* start Recorded information *

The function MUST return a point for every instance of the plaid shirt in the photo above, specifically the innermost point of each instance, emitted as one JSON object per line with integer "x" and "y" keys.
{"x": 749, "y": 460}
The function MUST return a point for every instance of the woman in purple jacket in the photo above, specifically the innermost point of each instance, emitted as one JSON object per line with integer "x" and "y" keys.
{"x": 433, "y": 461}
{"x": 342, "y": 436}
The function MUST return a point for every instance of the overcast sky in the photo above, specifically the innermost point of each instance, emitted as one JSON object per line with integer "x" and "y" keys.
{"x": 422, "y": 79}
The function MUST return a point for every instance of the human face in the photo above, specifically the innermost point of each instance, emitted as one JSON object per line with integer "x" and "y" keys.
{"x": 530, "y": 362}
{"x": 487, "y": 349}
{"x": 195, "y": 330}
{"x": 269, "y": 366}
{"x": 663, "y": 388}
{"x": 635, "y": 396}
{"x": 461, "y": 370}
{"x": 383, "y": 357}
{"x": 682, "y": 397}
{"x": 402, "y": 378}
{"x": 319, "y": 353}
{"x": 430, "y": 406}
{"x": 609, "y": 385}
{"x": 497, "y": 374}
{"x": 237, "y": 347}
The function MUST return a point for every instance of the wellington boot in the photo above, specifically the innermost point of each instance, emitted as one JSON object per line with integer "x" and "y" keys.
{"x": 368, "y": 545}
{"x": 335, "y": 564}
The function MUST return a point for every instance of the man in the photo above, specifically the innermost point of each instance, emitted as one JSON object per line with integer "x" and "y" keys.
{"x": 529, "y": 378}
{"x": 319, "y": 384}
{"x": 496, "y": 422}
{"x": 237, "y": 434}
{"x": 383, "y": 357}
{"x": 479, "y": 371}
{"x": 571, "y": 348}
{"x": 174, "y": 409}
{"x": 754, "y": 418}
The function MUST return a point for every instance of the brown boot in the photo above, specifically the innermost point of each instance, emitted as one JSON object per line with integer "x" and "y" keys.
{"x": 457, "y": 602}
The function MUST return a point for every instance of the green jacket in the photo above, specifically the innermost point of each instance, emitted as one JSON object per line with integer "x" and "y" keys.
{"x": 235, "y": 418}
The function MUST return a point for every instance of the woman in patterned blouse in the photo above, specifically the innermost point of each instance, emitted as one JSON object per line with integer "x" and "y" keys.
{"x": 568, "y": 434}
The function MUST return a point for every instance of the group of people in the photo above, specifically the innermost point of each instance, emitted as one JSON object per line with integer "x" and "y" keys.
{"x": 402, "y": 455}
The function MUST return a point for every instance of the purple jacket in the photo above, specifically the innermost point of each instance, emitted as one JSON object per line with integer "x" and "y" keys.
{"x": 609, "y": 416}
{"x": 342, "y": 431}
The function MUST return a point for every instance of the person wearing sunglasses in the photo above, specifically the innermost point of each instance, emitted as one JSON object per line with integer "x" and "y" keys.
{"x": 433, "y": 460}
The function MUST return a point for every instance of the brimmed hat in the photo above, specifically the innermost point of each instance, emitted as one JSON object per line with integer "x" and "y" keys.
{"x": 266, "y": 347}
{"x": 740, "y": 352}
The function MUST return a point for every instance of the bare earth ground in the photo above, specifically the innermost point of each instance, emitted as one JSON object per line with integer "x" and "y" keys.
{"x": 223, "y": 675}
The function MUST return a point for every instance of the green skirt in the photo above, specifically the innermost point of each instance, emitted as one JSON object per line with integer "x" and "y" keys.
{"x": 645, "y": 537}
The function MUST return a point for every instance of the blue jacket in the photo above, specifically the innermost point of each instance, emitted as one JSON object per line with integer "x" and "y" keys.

* end Recorded information *

» Your objective
Set down every one of the records above again, word for word and in their original order.

» Output for this task
The function MUST return a point for every instance of the plaid shirt in the photo above, specifically the innermost point of each instance, emitted as one JSON object per line with integer "x" and "y" keys.
{"x": 749, "y": 460}
The function MUST return a point for every instance of the woman in purple jacket in the photo above, specifically the innermost point of each instance, emitted as one JSON object per line with integer "x" and "y" keys.
{"x": 433, "y": 461}
{"x": 342, "y": 436}
The function MUST return a point for every instance of the overcast sky in the photo above, specifically the innermost point of each instance, emitted as one JSON object per line with integer "x" and "y" keys.
{"x": 422, "y": 79}
The function MUST return a point for every instance of the human face in the photo above, specifically the innermost point of each instance, emitted as one JSON object per line with integer "x" and "y" keys.
{"x": 530, "y": 362}
{"x": 487, "y": 349}
{"x": 195, "y": 330}
{"x": 269, "y": 366}
{"x": 663, "y": 388}
{"x": 635, "y": 396}
{"x": 461, "y": 370}
{"x": 383, "y": 357}
{"x": 682, "y": 397}
{"x": 402, "y": 378}
{"x": 319, "y": 353}
{"x": 430, "y": 406}
{"x": 609, "y": 385}
{"x": 497, "y": 374}
{"x": 237, "y": 347}
The function MUST return a point for every instance of the wellington boot in the photo above, specifically the innermost point of each instance, emitted as one JSON object per line with integer "x" and "y" keys.
{"x": 368, "y": 545}
{"x": 335, "y": 564}
The function MUST return a point for every instance of the man in the photo above, specifically the innermost point of each instance, emitted as one JSON object per line with integer "x" and "y" keys.
{"x": 529, "y": 378}
{"x": 319, "y": 384}
{"x": 496, "y": 422}
{"x": 237, "y": 434}
{"x": 383, "y": 357}
{"x": 479, "y": 371}
{"x": 571, "y": 348}
{"x": 174, "y": 409}
{"x": 754, "y": 418}
The function MUST return a point for every instance of the brown boot in the photo above, specifically the innermost point of each instance, emitted as one JSON object per line with integer "x" and "y" keys.
{"x": 457, "y": 602}
The function MUST return a point for every instance of the green jacket in the photo above, specifically the innermost point of each instance, emitted as one JSON object per line with integer "x" and "y" keys.
{"x": 235, "y": 418}
The function MUST return a point for every instance of the woman in patterned blouse in the photo above, specifically the innermost point of each instance, emitted as one JSON object per line with integer "x" and "y" keys.
{"x": 568, "y": 434}
The function MUST return a point for every instance of the group of people in the photo above, specifically the innermost point of each instance, emitted as one JSON object per line with integer "x" and "y" keys.
{"x": 402, "y": 455}
The function MUST return a point for every instance of the purple jacket in the photo above, specifically the innermost point of each instance, emitted as one JSON object per line with integer "x" and "y" keys.
{"x": 609, "y": 416}
{"x": 342, "y": 431}
The function MUST return a point for every instance of the person wearing sunglasses in the photo above, specifically the innermost point of each instance, emitted as one JSON object per line with integer "x" and "y" keys.
{"x": 433, "y": 460}
The function MUST return a point for every instance of the brimmed hat in the photo above, specifically the innermost point of each instance, emitted as one JSON object per line with integer "x" and "y" keys.
{"x": 266, "y": 347}
{"x": 740, "y": 352}
The function MUST return a point for every instance of the bare earth ground in the photo above, specifically the innermost point of each instance, emitted as one JSON object per line with integer "x" and "y" keys.
{"x": 223, "y": 675}
The function MUST return a point for every instance of the green skirt in the photo above, specifically the innermost point of each instance, emitted as one JSON object per line with integer "x" and "y" keys.
{"x": 645, "y": 537}
The function MUST return a point for every instance of the blue jacket in the photo above, specifically the innermost point of each instance, emitted as one JSON object per line with integer "x" and "y" keys.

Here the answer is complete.